Your answer must be the lines from the top of the listing below through the line that holds "Task: tag the black", retyped exactly, with no pictures.

INPUT RECORDS
⁂
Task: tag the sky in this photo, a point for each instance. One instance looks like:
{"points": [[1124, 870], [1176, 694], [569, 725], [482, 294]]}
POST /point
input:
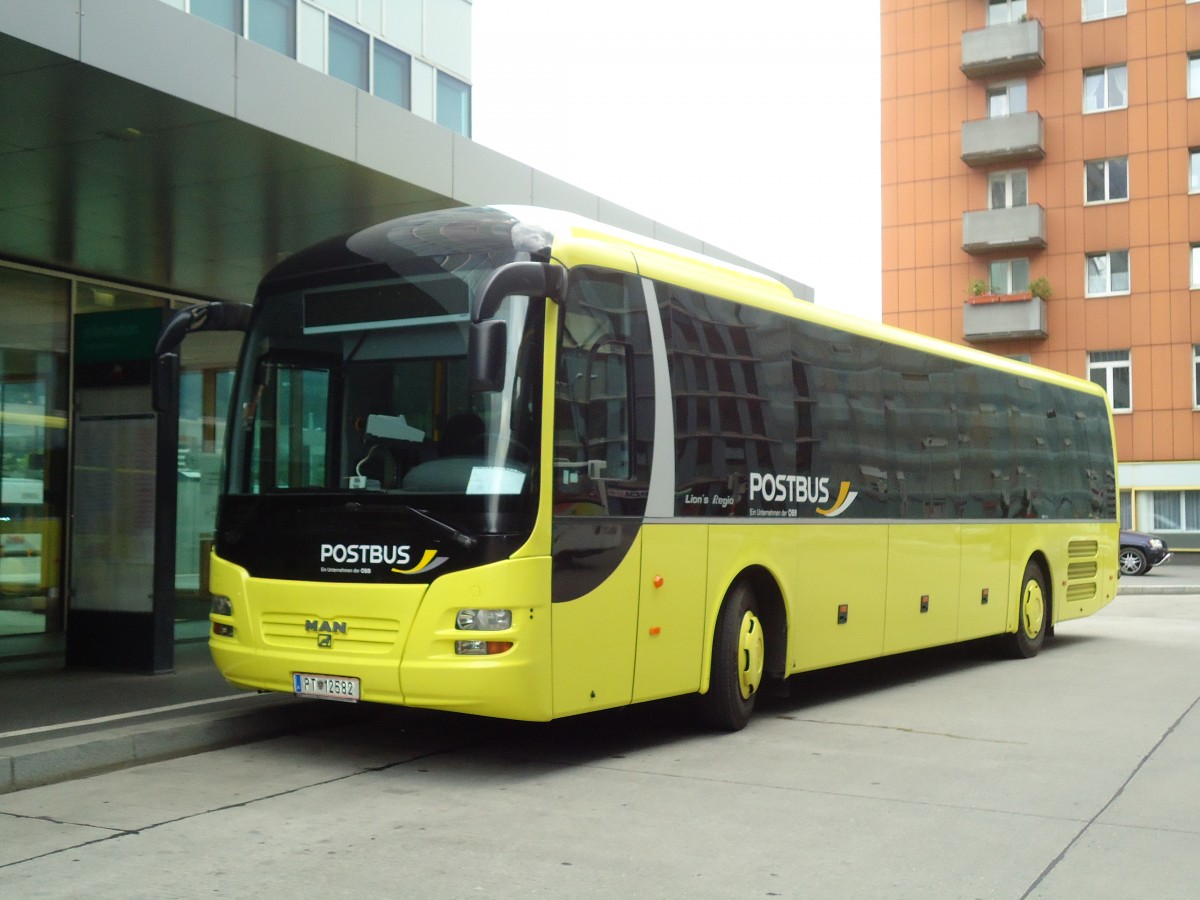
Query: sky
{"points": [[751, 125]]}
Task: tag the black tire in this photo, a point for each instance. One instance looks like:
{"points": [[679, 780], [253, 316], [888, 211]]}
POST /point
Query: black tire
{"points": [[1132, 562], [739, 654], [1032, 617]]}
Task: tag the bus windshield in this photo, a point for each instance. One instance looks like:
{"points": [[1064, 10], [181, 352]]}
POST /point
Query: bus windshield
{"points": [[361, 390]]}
⁂
RESULT BELOW
Task: tag the sky in this photo, a point for each instance. One instance looks like:
{"points": [[1124, 870], [1176, 694], [569, 725], [482, 294]]}
POST /point
input:
Query: sky
{"points": [[751, 125]]}
Task: tag the black tire in this photo, a point for each instance. One instance looks like:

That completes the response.